The number of lines in the records that include "Call" is all you should give.

------------------------

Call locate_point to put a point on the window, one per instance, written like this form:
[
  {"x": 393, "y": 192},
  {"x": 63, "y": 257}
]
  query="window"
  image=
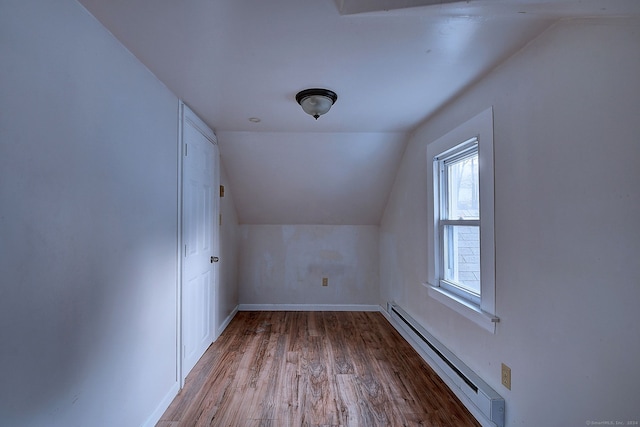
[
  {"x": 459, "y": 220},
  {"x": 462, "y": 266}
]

------------------------

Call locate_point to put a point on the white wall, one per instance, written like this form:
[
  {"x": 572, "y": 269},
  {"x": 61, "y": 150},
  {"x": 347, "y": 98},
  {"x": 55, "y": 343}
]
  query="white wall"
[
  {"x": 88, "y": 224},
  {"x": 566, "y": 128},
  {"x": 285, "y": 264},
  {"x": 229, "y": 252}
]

------------------------

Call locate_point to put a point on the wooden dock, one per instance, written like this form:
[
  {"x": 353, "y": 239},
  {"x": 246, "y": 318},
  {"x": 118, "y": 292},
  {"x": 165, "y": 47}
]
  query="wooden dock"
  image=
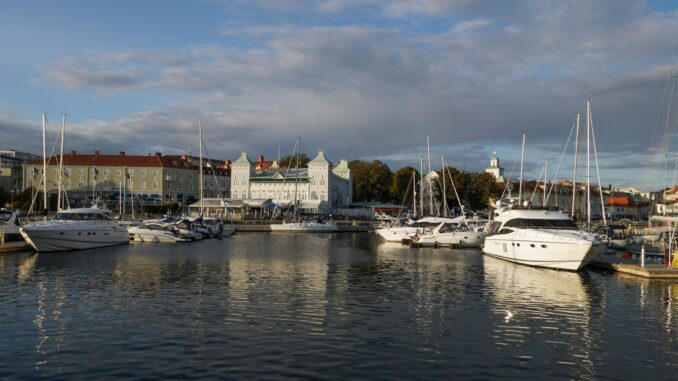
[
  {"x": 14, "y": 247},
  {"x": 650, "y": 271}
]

------------------------

- [Result below] 3